## What to do
Can you copy the records again, starting at the line that contains "Mark every instance of the spectator" and running through the end of the records, requests included, with every x and y coordinate in the answers multiplied by 0.4 and rounded to a whole number, halves rounding up?

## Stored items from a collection
::::::

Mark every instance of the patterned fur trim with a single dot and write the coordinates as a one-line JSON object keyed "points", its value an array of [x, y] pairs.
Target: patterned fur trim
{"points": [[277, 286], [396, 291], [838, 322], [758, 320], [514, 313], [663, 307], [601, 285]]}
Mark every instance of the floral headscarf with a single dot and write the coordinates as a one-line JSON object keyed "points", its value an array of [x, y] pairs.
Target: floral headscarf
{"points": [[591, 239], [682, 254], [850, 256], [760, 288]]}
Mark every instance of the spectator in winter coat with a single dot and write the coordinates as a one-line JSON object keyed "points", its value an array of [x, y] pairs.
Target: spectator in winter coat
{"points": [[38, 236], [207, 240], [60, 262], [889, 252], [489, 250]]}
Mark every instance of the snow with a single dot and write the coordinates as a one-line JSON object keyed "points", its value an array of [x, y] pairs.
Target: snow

::::::

## Correct result
Mark every instance of the spectator in winter coat with a single dot and write the coordinates as a one-line JSON object keyed "points", its value an array of [x, y] pairs.
Target: spectator in winter coat
{"points": [[15, 94], [83, 96], [24, 105], [356, 101], [196, 100]]}
Mark every instance of the snow with a single dot and write the coordinates as a one-line JSON object keyed "points", its value an array of [x, y] pairs.
Target: snow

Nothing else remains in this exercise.